Texto mostrado =
______

Cultura
‘En más de la mitad de la población indígena no hay lenguas de dónde agarrarse’: Jon Landaburu
Paula Andrea Gaviria Aucique
13 de enero 2025 , 10:45 p. m.
13 de enero 2025 , 11:55 p. m.
‘En más de la mitad de la población indígena no hay lenguas de dónde agarrarse’: Jon Landaburu
El experto reflexiona sobre la vitalidad de estos dialectos. La autonomía y el respeto son claves.
Paula Andrea Gaviria Aucique
A los 81 años, Jon Landaburu está lleno de historias que lo conectan con todos los puntos cardinales. Este francés llegó a Colombia hace más de 50 años (entre ires y venires ha permanecido unos 30), y desde entonces se ha dedicado a estudiar nuestras 65 lenguas indígenas.
Nació el 15 de noviembre de 1943 en París, donde sus padres, vascos republicanos, se refugiaron de la Guerra Civil Española. Su padre, Francisco Javier de Landaburu, era dirigente del Partido Nacionalista Vasco.
(Le recomendamos leer: Lenguas indígenas, un tesoro nacional en peligro)

______

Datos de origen
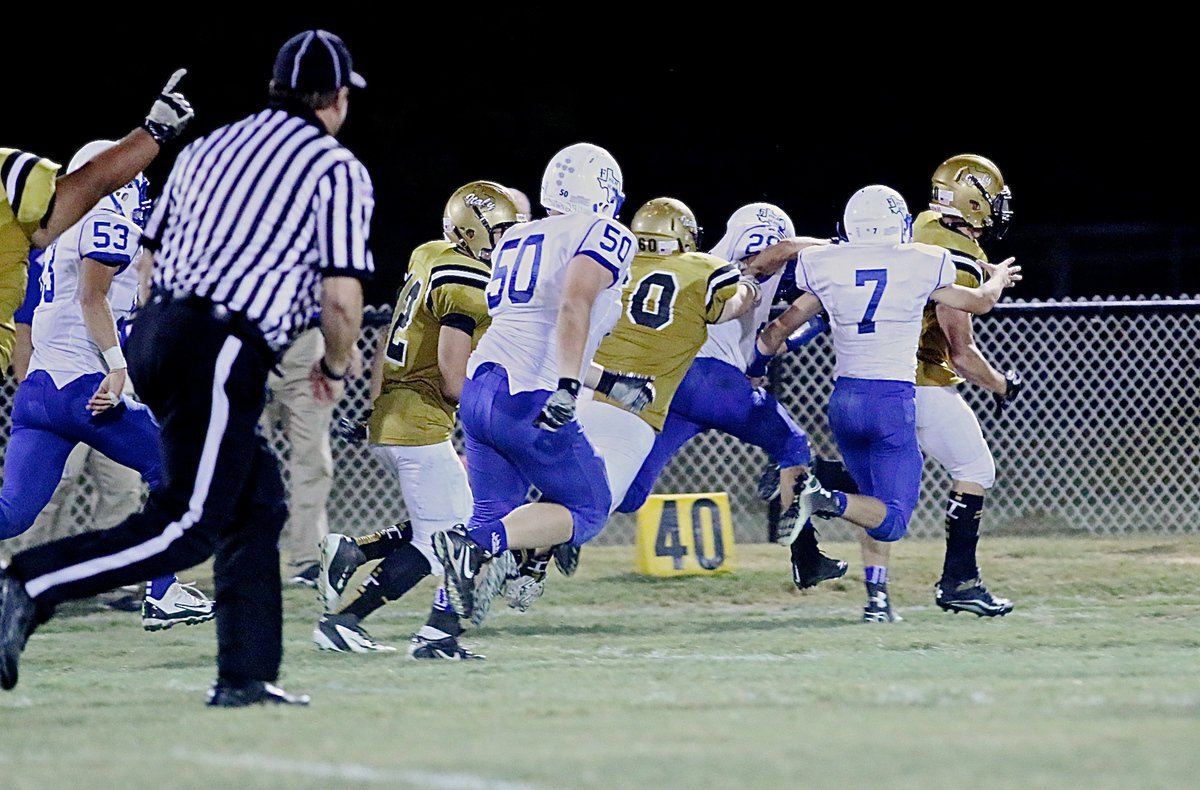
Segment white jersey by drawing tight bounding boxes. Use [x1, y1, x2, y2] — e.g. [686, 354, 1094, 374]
[467, 214, 637, 395]
[696, 218, 784, 371]
[796, 244, 955, 383]
[29, 209, 142, 388]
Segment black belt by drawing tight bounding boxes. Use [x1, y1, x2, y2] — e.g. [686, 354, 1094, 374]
[150, 289, 281, 367]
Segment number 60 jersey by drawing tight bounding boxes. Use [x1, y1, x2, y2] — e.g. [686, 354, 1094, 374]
[796, 244, 955, 382]
[29, 209, 142, 388]
[467, 214, 637, 395]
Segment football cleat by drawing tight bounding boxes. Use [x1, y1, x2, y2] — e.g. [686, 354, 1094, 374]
[312, 614, 396, 653]
[0, 563, 36, 690]
[433, 523, 485, 617]
[142, 581, 216, 630]
[792, 550, 850, 589]
[553, 543, 580, 576]
[408, 634, 484, 662]
[863, 582, 904, 623]
[934, 576, 1013, 617]
[317, 534, 367, 612]
[208, 681, 310, 707]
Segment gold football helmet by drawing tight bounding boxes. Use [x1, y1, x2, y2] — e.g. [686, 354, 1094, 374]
[629, 198, 702, 255]
[929, 154, 1013, 239]
[442, 181, 529, 261]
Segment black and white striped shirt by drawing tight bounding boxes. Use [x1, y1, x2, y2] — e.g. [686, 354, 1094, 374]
[143, 108, 374, 351]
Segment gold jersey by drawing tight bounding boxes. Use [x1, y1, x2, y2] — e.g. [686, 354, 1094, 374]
[595, 252, 739, 431]
[912, 211, 988, 387]
[367, 241, 492, 447]
[0, 148, 59, 364]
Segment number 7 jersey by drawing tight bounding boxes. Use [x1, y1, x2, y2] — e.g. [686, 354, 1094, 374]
[467, 214, 637, 395]
[796, 244, 955, 383]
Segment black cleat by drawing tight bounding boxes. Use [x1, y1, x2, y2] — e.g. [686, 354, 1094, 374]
[934, 576, 1013, 617]
[863, 582, 904, 623]
[433, 523, 485, 617]
[553, 543, 580, 576]
[208, 680, 310, 707]
[792, 551, 850, 589]
[408, 634, 484, 662]
[0, 568, 36, 690]
[317, 533, 367, 612]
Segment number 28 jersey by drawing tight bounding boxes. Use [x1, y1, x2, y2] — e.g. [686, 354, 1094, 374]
[796, 244, 955, 382]
[29, 210, 142, 388]
[467, 214, 637, 395]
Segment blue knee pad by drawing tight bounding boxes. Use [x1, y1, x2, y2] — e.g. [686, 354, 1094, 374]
[866, 508, 908, 543]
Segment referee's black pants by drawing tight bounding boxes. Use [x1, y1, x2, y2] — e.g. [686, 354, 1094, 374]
[11, 300, 287, 682]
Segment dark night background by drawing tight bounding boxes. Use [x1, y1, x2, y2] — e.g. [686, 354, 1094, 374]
[7, 15, 1200, 304]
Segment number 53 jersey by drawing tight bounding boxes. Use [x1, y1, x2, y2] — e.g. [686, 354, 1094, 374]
[467, 214, 637, 395]
[29, 210, 142, 388]
[796, 244, 955, 383]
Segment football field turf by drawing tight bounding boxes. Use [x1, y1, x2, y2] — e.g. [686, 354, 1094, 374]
[0, 535, 1200, 790]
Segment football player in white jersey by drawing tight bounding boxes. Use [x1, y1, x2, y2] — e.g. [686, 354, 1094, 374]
[0, 140, 214, 630]
[433, 143, 653, 617]
[756, 185, 1020, 622]
[617, 203, 846, 589]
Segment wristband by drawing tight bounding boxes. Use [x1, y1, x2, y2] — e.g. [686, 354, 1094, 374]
[101, 346, 128, 371]
[318, 357, 346, 382]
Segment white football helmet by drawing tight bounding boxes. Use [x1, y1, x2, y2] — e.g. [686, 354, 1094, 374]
[842, 184, 912, 244]
[541, 143, 625, 217]
[67, 140, 150, 227]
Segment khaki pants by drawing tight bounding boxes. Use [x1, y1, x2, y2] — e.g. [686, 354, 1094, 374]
[5, 444, 144, 552]
[263, 329, 334, 570]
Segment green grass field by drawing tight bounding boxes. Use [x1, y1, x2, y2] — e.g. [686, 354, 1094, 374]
[0, 537, 1200, 790]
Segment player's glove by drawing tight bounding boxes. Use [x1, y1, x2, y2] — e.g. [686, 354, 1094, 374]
[533, 378, 580, 431]
[142, 68, 196, 145]
[596, 370, 654, 414]
[336, 409, 371, 444]
[991, 370, 1025, 419]
[785, 313, 829, 351]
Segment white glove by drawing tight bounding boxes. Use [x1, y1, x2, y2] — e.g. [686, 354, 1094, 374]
[142, 68, 196, 145]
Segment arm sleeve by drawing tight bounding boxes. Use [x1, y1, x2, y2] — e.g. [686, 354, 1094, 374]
[313, 161, 374, 280]
[12, 255, 42, 324]
[572, 219, 637, 285]
[704, 264, 742, 323]
[425, 264, 488, 335]
[0, 150, 60, 227]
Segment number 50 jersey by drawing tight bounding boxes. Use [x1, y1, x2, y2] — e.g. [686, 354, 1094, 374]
[467, 214, 637, 395]
[29, 204, 142, 388]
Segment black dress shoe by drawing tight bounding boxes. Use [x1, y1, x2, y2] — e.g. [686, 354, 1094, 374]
[208, 681, 308, 707]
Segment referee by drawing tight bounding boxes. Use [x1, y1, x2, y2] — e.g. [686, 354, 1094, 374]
[0, 30, 374, 707]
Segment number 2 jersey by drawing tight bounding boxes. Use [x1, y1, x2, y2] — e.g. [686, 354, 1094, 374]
[595, 252, 739, 431]
[29, 209, 142, 388]
[796, 244, 955, 383]
[467, 214, 637, 395]
[367, 241, 492, 447]
[697, 219, 784, 371]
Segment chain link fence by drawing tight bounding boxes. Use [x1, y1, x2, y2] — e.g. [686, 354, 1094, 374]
[0, 299, 1200, 544]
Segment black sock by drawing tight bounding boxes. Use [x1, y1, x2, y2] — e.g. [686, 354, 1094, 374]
[342, 544, 430, 620]
[354, 521, 413, 561]
[942, 491, 983, 583]
[425, 606, 463, 636]
[792, 520, 821, 568]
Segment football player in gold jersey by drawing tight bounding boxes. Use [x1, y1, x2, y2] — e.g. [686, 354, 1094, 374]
[916, 154, 1021, 609]
[505, 198, 758, 611]
[0, 68, 193, 371]
[313, 181, 529, 660]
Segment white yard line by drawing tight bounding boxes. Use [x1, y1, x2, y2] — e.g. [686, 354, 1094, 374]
[170, 749, 533, 790]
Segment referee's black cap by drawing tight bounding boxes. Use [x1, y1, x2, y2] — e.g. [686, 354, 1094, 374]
[271, 30, 367, 94]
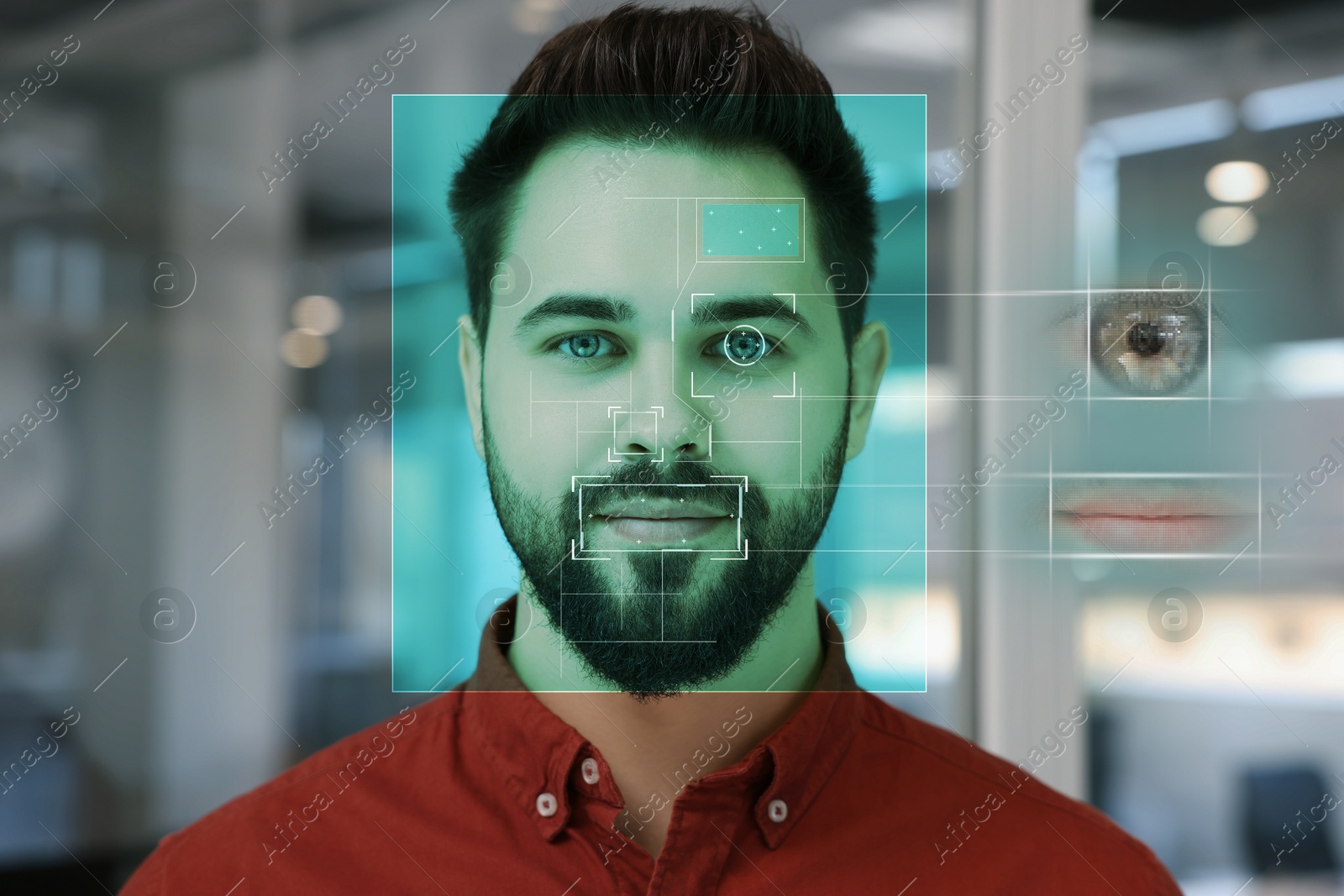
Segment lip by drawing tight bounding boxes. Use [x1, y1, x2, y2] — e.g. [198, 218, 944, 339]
[1053, 482, 1255, 552]
[600, 516, 732, 544]
[593, 498, 732, 544]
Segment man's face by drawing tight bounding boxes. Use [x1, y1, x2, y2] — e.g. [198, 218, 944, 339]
[462, 143, 885, 694]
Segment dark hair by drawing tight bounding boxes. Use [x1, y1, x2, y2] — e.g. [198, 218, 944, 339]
[448, 3, 878, 354]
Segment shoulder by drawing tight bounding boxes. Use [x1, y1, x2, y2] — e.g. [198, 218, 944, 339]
[855, 692, 1180, 893]
[121, 690, 461, 896]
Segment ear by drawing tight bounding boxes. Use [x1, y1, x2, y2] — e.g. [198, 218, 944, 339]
[844, 321, 891, 462]
[457, 314, 486, 461]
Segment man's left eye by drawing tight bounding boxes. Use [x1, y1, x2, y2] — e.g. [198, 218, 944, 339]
[555, 333, 616, 360]
[706, 327, 780, 367]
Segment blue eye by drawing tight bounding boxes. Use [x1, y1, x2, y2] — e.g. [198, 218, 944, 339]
[555, 333, 614, 360]
[712, 325, 778, 367]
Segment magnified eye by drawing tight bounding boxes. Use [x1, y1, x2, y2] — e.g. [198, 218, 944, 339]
[1091, 291, 1208, 394]
[723, 327, 770, 367]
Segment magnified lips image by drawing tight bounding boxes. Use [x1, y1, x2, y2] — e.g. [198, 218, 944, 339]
[1053, 478, 1255, 552]
[1091, 291, 1208, 395]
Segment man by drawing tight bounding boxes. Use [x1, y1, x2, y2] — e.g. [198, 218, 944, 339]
[126, 5, 1179, 896]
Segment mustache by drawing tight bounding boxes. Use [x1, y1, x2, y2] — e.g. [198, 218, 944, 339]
[583, 461, 755, 516]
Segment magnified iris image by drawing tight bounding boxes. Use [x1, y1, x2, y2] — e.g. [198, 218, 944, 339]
[1091, 291, 1208, 395]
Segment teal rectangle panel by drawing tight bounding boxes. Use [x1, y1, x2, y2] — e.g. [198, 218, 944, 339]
[701, 203, 798, 258]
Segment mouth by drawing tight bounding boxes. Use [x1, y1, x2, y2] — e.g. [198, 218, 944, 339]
[590, 498, 737, 547]
[1053, 482, 1255, 552]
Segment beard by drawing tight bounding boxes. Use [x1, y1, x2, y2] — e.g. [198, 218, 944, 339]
[482, 414, 849, 703]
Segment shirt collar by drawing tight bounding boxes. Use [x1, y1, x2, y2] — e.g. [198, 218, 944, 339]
[462, 595, 862, 849]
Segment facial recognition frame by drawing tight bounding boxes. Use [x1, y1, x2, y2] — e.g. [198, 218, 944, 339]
[387, 94, 945, 693]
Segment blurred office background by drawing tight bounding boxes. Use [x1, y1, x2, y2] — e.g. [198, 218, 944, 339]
[0, 0, 1344, 896]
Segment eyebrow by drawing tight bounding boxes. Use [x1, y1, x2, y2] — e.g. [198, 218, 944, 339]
[513, 293, 817, 338]
[690, 296, 817, 338]
[513, 293, 636, 338]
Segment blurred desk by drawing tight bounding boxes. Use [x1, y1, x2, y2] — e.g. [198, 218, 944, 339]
[1180, 874, 1344, 896]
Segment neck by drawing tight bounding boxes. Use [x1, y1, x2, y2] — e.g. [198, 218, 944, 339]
[508, 558, 824, 857]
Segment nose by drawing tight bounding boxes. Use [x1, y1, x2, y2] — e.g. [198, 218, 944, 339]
[607, 345, 714, 464]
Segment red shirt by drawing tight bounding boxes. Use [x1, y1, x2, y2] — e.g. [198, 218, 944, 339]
[123, 602, 1180, 896]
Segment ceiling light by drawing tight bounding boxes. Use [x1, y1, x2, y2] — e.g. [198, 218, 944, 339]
[280, 327, 331, 368]
[289, 296, 345, 336]
[1205, 161, 1268, 203]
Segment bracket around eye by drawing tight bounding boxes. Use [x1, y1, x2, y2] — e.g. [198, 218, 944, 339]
[723, 324, 766, 367]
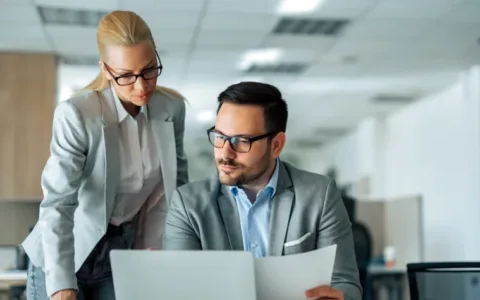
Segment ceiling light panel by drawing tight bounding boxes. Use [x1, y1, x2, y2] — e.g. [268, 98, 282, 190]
[38, 6, 107, 27]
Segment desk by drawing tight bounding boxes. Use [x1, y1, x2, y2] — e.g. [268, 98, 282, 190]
[366, 264, 407, 300]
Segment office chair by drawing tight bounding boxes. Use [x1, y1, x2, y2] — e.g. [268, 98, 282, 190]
[407, 262, 480, 300]
[352, 222, 372, 299]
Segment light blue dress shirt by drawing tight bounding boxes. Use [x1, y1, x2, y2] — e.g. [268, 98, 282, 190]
[230, 159, 279, 257]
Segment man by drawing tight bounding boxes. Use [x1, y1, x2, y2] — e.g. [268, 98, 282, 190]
[163, 82, 362, 300]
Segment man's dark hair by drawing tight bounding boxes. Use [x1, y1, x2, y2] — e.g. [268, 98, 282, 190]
[217, 81, 288, 132]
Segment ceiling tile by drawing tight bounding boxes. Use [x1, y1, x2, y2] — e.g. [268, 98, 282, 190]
[33, 0, 119, 11]
[302, 63, 363, 78]
[0, 1, 42, 25]
[195, 29, 266, 49]
[207, 0, 280, 14]
[367, 0, 462, 19]
[119, 0, 204, 15]
[139, 10, 199, 32]
[202, 13, 278, 31]
[45, 25, 98, 56]
[262, 35, 336, 54]
[309, 0, 378, 19]
[441, 0, 480, 26]
[0, 21, 45, 42]
[0, 35, 54, 52]
[152, 28, 193, 49]
[343, 18, 436, 41]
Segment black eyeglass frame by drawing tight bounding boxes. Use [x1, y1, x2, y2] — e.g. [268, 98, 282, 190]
[103, 50, 163, 86]
[207, 126, 280, 153]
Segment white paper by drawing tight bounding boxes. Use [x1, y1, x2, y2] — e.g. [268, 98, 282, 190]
[255, 245, 337, 300]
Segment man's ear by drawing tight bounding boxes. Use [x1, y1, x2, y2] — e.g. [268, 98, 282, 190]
[272, 132, 287, 157]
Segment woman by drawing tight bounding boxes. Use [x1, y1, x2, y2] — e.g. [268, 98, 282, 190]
[23, 11, 188, 300]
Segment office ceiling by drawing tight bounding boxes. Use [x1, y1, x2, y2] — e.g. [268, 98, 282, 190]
[0, 0, 480, 151]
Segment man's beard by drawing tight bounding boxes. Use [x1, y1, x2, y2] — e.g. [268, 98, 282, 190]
[217, 151, 270, 186]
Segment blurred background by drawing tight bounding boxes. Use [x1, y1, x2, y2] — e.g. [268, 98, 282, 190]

______

Tareas del ejercicio =
- a) Según el artículo sobre Jon Landaburu, ¿en qué fecha y en qué ciudad nació él?
- b) Enumere todas las personas mencionadas por su nombre en el artículo sobre Jon Landaburu.
- c) Redacte la continuación del artículo sobre Jon Landaburu a partir de su última línea.

Las respuestas =
- a) El 15 de noviembre de 1943, en París.

- b) Jon Landaburu, Paula Andrea Gaviria Aucique y Francisco Javier de Landaburu.

- c)
Ya en Francia, estudió filosofía en la Sorbona, de donde es, además, doctor en lingüística. Llegó a Colombia en 1967, con 24 años, a dictar clases en el Liceo Francés de Bogotá para cumplir con el servicio obligatorio en un país en desarrollo, pero se tropezó con algo que lo hizo quedarse: entró en contacto con el profesor Gerardo Reichel Dolmatoff, padre de la antropología colombiana –fundó el primer programa del país en esa materia–, quien lo adentró en el mundo de las lenguas indígenas cuando lo envió a Orocué (Casanare) a documentar el dialecto sáliba.
El segundo asentamiento que visitó fue del pueblo andoque, en Araracuara, Amazonia. “Quedaban 30 o 40 personas de un pueblo de unas 10.000 a 15.000 que habían sido exterminadas por los caucheros peruanos y que estaban tratando de reconstruir una cultura entera. Una lengua a la cual dediqué buena parte de mi vida, de una riqueza asombrosa”, relata Landaburu.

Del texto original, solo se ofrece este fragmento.